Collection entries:

= = = = = = =

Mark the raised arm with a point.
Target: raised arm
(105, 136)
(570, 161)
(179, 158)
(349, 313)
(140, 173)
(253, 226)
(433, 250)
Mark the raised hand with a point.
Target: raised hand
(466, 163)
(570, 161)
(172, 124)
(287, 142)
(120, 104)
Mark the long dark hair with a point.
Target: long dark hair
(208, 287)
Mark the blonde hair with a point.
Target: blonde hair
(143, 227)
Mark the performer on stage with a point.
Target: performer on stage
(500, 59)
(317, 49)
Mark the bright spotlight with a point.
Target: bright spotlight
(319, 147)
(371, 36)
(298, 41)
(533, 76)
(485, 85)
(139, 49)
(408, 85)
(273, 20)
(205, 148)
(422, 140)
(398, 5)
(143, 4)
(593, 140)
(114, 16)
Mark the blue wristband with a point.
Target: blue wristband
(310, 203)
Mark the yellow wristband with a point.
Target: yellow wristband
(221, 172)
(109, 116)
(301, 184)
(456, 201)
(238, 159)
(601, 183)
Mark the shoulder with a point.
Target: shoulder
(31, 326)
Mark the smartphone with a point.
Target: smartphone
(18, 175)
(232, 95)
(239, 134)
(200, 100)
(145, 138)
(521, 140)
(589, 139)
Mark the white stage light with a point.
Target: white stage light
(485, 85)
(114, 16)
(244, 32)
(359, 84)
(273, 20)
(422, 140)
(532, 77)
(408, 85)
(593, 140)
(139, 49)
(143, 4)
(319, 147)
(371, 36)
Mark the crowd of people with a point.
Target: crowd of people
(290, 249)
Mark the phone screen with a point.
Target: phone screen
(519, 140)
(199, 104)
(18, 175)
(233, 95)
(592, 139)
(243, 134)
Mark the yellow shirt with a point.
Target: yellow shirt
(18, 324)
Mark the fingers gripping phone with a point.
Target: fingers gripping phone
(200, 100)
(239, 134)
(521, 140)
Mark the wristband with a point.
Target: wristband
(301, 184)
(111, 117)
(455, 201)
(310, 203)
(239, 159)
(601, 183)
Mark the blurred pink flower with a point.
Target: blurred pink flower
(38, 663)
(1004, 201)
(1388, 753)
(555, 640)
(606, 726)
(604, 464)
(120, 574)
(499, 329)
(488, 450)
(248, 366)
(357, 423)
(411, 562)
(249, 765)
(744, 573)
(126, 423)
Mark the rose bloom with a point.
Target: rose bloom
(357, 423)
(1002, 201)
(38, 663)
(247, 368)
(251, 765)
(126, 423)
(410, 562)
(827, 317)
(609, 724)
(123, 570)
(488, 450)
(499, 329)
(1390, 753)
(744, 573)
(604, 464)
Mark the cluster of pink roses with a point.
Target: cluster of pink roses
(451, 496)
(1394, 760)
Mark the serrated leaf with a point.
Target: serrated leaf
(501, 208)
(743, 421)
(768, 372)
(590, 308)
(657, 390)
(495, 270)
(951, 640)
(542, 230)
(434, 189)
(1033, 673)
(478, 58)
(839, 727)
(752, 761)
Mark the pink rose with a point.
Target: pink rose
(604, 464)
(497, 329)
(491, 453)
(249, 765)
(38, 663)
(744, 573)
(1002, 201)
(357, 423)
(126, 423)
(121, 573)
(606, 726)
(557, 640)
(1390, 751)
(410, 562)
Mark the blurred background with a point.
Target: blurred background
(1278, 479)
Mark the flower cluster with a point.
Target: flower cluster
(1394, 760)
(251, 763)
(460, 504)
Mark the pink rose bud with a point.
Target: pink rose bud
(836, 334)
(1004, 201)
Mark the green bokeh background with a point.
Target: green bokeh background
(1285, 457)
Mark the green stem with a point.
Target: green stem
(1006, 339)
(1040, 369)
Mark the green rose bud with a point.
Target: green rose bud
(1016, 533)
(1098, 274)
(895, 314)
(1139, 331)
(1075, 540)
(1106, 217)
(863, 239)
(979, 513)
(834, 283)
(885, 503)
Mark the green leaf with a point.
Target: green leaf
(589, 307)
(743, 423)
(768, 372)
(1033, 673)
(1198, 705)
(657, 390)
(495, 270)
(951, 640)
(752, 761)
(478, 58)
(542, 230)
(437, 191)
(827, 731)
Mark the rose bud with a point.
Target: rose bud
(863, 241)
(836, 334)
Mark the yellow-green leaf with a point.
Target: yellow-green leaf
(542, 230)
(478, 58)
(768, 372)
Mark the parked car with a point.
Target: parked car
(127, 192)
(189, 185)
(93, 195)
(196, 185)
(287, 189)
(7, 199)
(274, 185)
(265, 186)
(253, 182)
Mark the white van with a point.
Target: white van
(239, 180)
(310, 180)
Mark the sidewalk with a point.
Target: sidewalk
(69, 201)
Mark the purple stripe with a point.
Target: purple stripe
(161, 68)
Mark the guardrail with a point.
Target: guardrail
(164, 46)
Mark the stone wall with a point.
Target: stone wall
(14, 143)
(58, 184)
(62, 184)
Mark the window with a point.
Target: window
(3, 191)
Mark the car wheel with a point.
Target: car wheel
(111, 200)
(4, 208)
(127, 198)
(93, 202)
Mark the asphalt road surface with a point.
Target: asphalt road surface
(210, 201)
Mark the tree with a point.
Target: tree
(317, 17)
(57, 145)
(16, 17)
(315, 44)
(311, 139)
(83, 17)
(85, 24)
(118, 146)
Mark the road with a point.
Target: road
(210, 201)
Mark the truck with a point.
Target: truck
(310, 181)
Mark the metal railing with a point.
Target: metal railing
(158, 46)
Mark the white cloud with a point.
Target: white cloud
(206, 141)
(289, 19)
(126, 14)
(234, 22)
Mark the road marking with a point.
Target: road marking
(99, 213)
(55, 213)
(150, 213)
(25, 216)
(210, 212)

= = = = = = =

Write the records above out again precisely.

Mark the raised arm with a point.
Target: raised arm
(105, 136)
(570, 161)
(179, 158)
(349, 313)
(140, 173)
(253, 226)
(433, 250)
Mark the raised hand with a point.
Target: raised hand
(466, 163)
(570, 161)
(172, 124)
(287, 142)
(120, 104)
Mark the long dark hair with a point.
Target: long dark hair
(208, 287)
Mark the blonde hair with a point.
Target: blonde hair
(143, 227)
Mark the performer on stage with a point.
Target: performer on stage
(500, 59)
(317, 49)
Mark the bright spotlight with a point.
Target: bright spotlight
(319, 147)
(371, 36)
(298, 41)
(533, 76)
(485, 85)
(139, 49)
(408, 85)
(273, 20)
(205, 148)
(422, 140)
(398, 5)
(143, 4)
(593, 140)
(114, 16)
Mark the blue wristband with a point.
Target: blue wristband
(310, 203)
Mark the yellow wristband with a point.
Target: yellow wristband
(221, 172)
(109, 116)
(301, 184)
(456, 201)
(238, 159)
(601, 183)
Mark the shoulder with a point.
Target: shoulder
(31, 326)
Mark the smartphone with a point.
Target: smartphone
(18, 175)
(232, 95)
(239, 134)
(200, 100)
(145, 138)
(521, 140)
(589, 139)
Mark the white stage light with a point.
Target: white stage light
(485, 85)
(114, 16)
(244, 32)
(359, 84)
(273, 20)
(422, 140)
(532, 77)
(408, 85)
(593, 140)
(139, 49)
(143, 4)
(319, 147)
(371, 36)
Mark the crowd of people with a point.
Target: crowd of people
(290, 249)
Mark the phone screen with a point.
Target: phone screen
(519, 140)
(199, 104)
(18, 175)
(233, 95)
(592, 139)
(243, 134)
Mark the yellow shirt with a point.
Target: yellow shirt
(18, 324)
Mark the fingers gripping phone with a point.
Target: fingers gripping phone
(200, 100)
(239, 134)
(521, 140)
Mark the wristband with a point.
Target: wristband
(301, 184)
(111, 117)
(455, 201)
(310, 203)
(239, 159)
(601, 183)
Mark the blurred pink flower with a point.
Target: blurred pink flower
(38, 663)
(1004, 201)
(1388, 753)
(555, 640)
(606, 726)
(604, 464)
(120, 574)
(499, 329)
(488, 450)
(248, 366)
(357, 423)
(411, 562)
(249, 765)
(744, 573)
(126, 423)
Mark the rose bloom with a point.
Target: rose bloom
(357, 423)
(1002, 201)
(38, 663)
(247, 368)
(251, 765)
(126, 423)
(410, 562)
(827, 317)
(609, 724)
(123, 570)
(488, 450)
(499, 329)
(1390, 753)
(744, 573)
(604, 464)
Mark the cluster of pink roses with a point.
Target: cluster of pink roses
(451, 496)
(1394, 760)
Mark the serrated leaf with a point.
Target: serrated leaf
(501, 208)
(743, 421)
(768, 372)
(590, 308)
(657, 390)
(495, 270)
(951, 640)
(542, 230)
(434, 189)
(1033, 673)
(478, 58)
(839, 727)
(752, 761)
Mark the pink rose with a point.
Target: pink rose
(604, 464)
(497, 329)
(491, 453)
(249, 765)
(38, 663)
(744, 573)
(1002, 201)
(357, 423)
(126, 423)
(121, 573)
(606, 726)
(557, 640)
(1390, 751)
(410, 562)
Mark the blurred background with a point.
Target: blurred background
(1278, 479)
Mark the flower cluster with a point.
Target: flower cluster
(1394, 760)
(251, 763)
(460, 504)
Mark the pink rose bud with a point.
Target: pink rose bud
(836, 334)
(1004, 201)
Mark the green bokeh background with a point.
Target: green bokeh background
(1285, 457)
Mark the green stem with a point.
Target: green stem
(1006, 339)
(1040, 369)
Mark the green rose bud with a point.
Target: green rose bud
(1016, 533)
(1098, 274)
(895, 314)
(1139, 331)
(1075, 540)
(1106, 217)
(863, 239)
(979, 513)
(834, 283)
(885, 503)
Mark the green leaf with a point.
Target: green leaf
(589, 307)
(743, 423)
(768, 372)
(1033, 673)
(1198, 705)
(657, 390)
(495, 270)
(951, 640)
(752, 761)
(478, 58)
(542, 230)
(437, 191)
(827, 731)
Mark the rose bud with a point.
Target: rose bud
(863, 241)
(836, 334)
Mark the yellow-green leaf with a point.
Target: yellow-green leaf
(542, 230)
(478, 58)
(768, 372)
Mark the parked car with a point.
Target: parked car
(127, 192)
(189, 185)
(93, 195)
(196, 185)
(287, 189)
(7, 199)
(274, 185)
(265, 186)
(253, 182)
Mark the white van with a point.
Target: white van
(239, 180)
(310, 180)
Mark the sidewalk with a point.
Target: sidewalk
(69, 201)
Mark the purple stripe with a point.
Target: purple stripe
(161, 68)
Mark the guardrail with a point.
Target: guardrail
(164, 46)
Mark the stone wall with a point.
Target: stone wall
(14, 143)
(58, 184)
(62, 184)
Mark the window with a point.
Target: window
(3, 191)
Mark the car wheel with a point.
Target: car wheel
(111, 200)
(4, 208)
(127, 198)
(93, 202)
Mark the asphalt road surface with a point.
Target: asphalt road surface
(210, 201)
Mark the tree with a point.
Target: tree
(317, 17)
(57, 145)
(16, 17)
(315, 44)
(311, 139)
(83, 17)
(85, 24)
(118, 146)
Mark the road with a point.
Target: road
(210, 201)
Mark the truck with a point.
Target: truck
(310, 181)
Mark the metal railing with a point.
Target: metal railing
(158, 46)
Mark the white cloud with a point.
Target: white cloud
(206, 141)
(289, 19)
(126, 14)
(234, 22)
Mark the road marking with a point.
Target: road marking
(99, 213)
(55, 213)
(150, 213)
(25, 216)
(210, 212)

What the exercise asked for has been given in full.